Short task: Count the rows below that contain the word "green", treating case as significant, and give only that number.

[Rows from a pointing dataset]
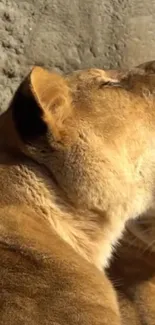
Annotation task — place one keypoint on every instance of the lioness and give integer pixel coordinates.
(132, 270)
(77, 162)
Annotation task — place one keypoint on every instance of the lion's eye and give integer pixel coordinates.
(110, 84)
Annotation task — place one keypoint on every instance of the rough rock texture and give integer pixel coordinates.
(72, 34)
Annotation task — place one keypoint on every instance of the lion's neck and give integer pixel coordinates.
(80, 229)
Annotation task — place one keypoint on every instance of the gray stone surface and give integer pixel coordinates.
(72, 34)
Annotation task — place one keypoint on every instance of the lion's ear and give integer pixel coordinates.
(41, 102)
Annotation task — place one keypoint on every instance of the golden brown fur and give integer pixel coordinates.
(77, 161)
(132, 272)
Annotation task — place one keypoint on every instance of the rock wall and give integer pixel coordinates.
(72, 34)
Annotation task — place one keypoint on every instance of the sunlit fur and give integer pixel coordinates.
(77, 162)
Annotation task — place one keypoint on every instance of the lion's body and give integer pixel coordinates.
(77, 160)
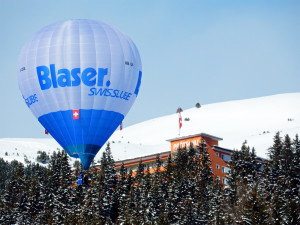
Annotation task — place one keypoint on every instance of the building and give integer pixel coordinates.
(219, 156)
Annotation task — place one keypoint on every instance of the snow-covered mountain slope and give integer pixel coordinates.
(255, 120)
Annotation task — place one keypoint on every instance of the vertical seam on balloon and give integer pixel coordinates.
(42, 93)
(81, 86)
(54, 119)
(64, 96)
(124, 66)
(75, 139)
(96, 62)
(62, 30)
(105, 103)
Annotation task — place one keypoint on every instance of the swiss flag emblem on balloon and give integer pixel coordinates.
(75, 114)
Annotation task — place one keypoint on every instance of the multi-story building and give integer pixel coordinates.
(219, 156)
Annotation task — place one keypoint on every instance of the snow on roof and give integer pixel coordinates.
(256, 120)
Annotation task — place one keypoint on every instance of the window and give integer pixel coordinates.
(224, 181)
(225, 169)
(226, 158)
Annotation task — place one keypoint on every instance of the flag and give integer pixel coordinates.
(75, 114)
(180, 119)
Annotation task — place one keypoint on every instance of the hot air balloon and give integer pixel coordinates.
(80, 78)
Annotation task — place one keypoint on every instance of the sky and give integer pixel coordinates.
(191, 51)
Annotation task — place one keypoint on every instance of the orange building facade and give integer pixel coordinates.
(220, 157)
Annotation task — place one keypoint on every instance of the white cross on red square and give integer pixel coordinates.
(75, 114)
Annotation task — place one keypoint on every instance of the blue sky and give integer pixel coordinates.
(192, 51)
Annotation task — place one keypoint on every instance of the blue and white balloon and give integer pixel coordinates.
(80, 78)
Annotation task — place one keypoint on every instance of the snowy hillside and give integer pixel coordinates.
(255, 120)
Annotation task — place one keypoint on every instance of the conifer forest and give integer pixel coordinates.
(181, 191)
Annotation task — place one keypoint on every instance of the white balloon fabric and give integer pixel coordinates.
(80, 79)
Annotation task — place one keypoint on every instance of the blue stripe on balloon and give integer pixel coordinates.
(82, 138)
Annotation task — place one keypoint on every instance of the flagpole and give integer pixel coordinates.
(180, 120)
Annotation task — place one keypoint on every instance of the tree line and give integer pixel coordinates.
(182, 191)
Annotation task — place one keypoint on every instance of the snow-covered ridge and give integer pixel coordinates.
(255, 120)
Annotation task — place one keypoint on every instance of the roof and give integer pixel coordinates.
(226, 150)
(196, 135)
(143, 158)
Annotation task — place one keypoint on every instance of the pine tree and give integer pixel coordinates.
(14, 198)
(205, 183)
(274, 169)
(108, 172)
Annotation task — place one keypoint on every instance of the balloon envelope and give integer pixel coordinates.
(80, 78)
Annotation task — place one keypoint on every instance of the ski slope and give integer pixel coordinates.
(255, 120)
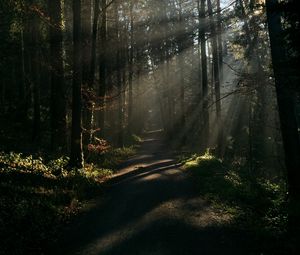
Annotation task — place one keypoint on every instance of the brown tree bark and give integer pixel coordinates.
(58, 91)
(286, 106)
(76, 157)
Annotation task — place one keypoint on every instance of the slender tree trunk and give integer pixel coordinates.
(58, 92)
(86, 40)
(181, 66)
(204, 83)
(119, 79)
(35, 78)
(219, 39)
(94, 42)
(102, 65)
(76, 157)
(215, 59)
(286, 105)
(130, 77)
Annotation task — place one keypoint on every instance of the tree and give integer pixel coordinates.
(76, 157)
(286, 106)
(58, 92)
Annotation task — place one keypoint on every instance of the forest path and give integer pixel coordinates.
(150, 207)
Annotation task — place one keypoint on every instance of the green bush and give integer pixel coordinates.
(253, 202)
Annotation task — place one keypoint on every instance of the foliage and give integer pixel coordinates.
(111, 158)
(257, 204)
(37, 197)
* * *
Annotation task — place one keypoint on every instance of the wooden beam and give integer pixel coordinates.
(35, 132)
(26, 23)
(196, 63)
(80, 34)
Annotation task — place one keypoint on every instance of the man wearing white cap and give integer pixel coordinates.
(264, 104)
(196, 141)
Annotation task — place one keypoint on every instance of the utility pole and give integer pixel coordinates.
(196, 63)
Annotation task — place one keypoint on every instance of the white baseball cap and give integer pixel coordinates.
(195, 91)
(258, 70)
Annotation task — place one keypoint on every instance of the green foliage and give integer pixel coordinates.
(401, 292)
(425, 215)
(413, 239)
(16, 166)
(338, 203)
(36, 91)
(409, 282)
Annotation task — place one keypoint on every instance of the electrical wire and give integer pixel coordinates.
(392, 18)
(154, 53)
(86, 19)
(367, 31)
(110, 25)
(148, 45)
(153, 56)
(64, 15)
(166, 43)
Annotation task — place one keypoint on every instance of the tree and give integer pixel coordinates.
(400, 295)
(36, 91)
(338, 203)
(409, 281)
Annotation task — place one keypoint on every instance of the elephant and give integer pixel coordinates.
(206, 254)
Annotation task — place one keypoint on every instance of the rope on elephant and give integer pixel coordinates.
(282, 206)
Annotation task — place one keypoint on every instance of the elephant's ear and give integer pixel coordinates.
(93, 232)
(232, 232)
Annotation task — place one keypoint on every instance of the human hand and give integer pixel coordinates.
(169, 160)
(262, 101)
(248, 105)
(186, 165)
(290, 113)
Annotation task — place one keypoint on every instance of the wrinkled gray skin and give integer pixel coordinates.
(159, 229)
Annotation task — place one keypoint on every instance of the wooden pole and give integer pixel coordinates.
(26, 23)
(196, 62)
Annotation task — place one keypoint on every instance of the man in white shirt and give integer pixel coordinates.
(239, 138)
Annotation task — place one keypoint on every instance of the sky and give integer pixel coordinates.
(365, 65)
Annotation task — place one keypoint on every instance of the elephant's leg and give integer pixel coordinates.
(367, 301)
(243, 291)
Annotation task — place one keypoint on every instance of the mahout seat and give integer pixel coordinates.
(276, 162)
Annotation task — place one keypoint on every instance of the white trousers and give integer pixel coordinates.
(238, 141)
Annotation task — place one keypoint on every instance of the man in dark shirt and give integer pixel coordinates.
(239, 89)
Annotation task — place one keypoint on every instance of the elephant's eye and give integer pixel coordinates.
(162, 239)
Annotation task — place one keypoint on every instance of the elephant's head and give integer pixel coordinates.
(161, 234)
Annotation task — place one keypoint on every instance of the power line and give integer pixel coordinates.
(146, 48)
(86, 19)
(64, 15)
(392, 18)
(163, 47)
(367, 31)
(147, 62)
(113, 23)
--
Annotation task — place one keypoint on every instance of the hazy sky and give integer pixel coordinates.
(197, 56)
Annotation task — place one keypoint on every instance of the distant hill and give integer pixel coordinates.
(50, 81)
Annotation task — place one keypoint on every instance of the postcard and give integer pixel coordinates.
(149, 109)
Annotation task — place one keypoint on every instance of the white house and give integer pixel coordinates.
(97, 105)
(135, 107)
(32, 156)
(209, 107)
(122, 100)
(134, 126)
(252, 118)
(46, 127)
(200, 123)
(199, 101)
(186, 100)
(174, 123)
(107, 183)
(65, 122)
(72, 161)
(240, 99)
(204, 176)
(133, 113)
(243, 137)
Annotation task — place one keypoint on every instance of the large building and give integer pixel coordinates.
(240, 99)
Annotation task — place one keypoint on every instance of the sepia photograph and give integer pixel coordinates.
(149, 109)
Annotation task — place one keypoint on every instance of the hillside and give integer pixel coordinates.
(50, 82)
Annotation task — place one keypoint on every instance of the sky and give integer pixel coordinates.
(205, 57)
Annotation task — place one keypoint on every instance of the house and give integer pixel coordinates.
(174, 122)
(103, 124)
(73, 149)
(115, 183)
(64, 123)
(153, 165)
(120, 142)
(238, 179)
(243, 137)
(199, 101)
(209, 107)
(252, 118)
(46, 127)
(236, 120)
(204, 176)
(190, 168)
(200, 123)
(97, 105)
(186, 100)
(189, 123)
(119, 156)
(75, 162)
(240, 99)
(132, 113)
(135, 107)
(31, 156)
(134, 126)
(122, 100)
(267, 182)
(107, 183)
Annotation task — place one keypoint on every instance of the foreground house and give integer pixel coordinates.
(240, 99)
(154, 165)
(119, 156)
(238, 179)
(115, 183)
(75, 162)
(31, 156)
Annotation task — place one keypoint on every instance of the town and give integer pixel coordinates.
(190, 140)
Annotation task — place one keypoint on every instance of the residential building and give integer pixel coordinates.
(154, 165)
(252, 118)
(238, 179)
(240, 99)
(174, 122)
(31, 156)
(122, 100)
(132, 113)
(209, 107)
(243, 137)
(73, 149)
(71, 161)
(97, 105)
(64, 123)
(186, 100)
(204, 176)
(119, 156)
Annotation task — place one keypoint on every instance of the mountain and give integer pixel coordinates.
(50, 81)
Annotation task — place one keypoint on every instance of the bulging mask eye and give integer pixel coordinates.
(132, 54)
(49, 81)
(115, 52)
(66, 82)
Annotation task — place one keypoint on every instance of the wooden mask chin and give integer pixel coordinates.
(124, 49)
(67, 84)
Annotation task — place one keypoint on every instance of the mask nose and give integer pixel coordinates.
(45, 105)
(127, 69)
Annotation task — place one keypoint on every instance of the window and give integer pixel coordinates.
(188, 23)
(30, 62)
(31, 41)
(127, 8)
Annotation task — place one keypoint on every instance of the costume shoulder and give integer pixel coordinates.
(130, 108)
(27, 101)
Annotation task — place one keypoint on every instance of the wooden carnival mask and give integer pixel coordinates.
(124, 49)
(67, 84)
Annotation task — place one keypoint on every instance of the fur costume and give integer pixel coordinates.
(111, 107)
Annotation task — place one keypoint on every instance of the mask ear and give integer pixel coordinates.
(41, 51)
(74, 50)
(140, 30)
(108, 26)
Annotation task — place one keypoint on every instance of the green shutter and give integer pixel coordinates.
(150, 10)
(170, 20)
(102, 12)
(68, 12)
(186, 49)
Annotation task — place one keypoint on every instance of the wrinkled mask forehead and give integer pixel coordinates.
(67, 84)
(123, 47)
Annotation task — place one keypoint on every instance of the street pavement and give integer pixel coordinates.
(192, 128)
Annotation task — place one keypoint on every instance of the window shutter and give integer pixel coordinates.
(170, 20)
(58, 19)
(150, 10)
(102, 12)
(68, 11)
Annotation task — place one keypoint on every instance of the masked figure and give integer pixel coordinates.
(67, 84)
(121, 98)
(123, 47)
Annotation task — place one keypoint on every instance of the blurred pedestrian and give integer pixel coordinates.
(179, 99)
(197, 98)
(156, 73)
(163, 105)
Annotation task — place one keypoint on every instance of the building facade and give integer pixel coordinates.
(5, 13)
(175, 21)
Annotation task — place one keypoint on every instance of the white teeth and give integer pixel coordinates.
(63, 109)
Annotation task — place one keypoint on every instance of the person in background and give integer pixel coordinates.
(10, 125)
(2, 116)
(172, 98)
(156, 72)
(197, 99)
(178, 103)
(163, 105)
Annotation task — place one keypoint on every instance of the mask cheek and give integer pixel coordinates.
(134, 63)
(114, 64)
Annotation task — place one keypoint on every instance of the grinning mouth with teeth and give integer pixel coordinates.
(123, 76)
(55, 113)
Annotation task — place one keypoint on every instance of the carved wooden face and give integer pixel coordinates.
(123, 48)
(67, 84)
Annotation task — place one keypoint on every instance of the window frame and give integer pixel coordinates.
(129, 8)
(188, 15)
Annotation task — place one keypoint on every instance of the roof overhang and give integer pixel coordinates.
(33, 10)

Response: 3